## Your objective
Using the listing below, please gather every line containing the word "button".

## Record excerpts
*** Begin section ***

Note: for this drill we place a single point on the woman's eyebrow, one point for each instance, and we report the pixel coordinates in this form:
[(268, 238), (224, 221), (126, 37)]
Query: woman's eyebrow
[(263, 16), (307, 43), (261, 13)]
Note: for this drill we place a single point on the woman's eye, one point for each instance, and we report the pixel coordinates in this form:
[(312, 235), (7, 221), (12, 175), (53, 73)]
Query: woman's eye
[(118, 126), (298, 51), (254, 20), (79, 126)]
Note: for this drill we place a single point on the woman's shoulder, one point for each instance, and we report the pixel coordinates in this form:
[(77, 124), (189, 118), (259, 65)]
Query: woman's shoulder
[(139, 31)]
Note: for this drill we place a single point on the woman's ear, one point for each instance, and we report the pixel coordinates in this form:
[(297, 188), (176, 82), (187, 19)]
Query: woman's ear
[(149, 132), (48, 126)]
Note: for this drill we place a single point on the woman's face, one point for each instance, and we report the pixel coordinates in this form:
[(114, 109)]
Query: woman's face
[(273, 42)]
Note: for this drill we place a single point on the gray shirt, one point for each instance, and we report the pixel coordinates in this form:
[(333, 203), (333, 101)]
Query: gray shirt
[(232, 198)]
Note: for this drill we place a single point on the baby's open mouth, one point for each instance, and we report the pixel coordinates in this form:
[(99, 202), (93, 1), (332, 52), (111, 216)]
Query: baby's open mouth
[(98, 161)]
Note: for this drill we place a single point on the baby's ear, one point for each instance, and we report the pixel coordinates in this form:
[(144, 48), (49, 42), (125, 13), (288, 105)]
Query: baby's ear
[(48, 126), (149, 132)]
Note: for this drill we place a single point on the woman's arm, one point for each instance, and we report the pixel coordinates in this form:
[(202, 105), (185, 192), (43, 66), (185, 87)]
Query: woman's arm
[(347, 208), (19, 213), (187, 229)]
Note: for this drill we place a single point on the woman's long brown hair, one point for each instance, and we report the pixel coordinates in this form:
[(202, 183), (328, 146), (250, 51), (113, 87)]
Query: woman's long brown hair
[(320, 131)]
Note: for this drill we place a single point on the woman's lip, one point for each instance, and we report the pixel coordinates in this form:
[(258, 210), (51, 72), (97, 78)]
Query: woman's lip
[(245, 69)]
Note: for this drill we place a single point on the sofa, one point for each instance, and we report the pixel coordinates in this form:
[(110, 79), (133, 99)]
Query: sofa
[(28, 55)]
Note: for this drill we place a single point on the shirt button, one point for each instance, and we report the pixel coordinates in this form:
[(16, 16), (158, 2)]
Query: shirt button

*** End section ***

## Task answer
Note: for this drill we place a single point on the shirt button, one point for each instance, and we report the pixel coordinates in this form:
Query: shirt button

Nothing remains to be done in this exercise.